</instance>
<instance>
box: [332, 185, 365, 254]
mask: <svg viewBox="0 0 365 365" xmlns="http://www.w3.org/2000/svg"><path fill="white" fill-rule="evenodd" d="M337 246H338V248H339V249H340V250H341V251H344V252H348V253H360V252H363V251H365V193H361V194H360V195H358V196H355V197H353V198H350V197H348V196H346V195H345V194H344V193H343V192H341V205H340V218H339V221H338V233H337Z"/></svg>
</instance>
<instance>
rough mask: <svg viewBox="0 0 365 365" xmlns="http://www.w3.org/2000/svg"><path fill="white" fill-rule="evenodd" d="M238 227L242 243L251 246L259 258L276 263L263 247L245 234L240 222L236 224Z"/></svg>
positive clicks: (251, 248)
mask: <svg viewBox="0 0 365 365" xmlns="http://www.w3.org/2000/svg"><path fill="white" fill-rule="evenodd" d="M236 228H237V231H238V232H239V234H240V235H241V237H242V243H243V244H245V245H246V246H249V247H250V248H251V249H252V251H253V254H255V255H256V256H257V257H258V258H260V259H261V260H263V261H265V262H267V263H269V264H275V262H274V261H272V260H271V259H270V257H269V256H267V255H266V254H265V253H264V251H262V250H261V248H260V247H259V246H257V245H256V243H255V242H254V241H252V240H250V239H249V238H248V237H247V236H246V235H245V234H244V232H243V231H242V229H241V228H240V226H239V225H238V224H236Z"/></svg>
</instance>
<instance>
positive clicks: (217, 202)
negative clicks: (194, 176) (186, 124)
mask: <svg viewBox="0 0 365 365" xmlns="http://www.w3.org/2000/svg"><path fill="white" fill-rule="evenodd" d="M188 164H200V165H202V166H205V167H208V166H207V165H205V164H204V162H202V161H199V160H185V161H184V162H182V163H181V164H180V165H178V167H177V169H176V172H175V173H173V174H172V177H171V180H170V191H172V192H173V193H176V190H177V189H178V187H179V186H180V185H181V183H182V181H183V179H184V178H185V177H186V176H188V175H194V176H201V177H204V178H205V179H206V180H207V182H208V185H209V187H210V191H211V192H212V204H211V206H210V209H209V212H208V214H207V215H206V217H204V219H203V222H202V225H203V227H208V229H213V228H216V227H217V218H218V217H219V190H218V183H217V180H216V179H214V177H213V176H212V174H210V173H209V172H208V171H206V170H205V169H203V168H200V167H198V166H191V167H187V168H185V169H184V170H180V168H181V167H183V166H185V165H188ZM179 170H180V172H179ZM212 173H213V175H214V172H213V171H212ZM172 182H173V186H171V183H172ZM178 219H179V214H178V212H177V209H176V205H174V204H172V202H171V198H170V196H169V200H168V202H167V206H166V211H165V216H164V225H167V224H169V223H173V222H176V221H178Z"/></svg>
****************
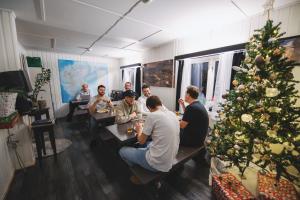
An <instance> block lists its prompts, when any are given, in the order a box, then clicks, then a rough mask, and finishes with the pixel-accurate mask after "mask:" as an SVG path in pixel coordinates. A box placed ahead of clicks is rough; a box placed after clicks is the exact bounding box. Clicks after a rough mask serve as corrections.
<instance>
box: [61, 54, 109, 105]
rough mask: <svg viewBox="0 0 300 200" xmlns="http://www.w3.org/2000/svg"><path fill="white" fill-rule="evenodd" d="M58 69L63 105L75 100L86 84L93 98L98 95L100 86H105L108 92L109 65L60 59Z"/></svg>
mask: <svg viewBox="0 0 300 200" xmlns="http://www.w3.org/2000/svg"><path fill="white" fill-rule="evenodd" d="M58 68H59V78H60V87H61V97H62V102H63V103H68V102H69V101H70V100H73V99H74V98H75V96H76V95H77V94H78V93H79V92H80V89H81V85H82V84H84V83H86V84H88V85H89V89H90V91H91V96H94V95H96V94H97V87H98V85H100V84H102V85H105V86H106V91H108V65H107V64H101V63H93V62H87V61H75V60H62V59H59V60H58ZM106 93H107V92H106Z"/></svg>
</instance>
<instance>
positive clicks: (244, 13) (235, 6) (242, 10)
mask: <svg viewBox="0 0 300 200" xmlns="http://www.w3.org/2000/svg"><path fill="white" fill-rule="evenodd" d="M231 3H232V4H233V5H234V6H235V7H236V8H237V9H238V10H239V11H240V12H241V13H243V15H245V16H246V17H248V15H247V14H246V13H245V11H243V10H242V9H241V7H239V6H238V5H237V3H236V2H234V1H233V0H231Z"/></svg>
****************
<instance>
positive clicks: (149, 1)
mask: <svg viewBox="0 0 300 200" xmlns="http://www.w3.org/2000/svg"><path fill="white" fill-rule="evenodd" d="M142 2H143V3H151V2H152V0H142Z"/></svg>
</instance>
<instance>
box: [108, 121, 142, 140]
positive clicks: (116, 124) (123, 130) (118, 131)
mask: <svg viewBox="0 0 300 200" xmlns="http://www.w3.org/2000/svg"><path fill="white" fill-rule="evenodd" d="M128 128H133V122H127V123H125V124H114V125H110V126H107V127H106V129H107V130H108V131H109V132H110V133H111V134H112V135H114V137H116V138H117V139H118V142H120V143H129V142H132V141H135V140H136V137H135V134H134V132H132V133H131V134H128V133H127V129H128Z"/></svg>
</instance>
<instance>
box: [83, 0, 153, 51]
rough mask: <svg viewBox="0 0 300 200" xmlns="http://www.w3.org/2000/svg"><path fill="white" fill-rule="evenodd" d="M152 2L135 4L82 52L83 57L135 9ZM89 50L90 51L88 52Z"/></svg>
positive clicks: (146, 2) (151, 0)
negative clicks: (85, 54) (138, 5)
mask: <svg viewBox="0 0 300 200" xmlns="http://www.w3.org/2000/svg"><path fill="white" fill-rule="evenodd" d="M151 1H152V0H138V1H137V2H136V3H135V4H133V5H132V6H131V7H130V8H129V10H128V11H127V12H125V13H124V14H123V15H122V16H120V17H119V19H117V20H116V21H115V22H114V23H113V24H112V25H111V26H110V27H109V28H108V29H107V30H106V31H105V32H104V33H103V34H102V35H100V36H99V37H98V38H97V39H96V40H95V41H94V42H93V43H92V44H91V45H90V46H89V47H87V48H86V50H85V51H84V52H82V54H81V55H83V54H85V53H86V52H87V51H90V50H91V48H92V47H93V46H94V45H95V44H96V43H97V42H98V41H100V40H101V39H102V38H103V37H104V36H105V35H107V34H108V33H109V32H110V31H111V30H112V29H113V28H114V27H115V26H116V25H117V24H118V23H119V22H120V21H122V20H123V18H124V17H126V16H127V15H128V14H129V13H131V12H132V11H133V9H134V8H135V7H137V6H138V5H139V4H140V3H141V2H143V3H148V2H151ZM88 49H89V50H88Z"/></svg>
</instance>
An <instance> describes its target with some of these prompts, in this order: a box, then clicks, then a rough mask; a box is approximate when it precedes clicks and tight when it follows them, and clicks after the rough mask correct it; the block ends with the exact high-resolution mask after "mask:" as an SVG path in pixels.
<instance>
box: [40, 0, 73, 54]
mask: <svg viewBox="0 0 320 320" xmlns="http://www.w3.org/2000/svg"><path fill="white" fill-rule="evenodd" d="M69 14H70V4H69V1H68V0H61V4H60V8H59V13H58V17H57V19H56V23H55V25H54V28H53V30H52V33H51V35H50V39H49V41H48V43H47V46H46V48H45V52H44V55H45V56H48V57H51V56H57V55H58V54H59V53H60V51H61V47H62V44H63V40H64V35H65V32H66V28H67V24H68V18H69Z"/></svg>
****************
### [AIM OF THE TASK]
Lines holding "after" are the ones to copy; find all of them in the listing.

### [ANSWER FOR THE TASK]
An <instance> block lists its prompts, when any are given, in the order a box, then clicks, then a rough mask, and finishes with the pixel-accurate mask after "mask:" as an SVG path in pixel coordinates. A box placed ahead of clicks is rough; a box placed after clicks is the exact bounding box. Clicks after a rough mask serve as corrections.
An <instance> describes its target with some of these prompts, in this order: a box, then clicks, then a rough mask; a box is approximate when it precedes clicks and tight when it follows them, and clicks after the rough mask correct it; the block ends with the exact high-resolution mask after "mask:" as an SVG path in pixels.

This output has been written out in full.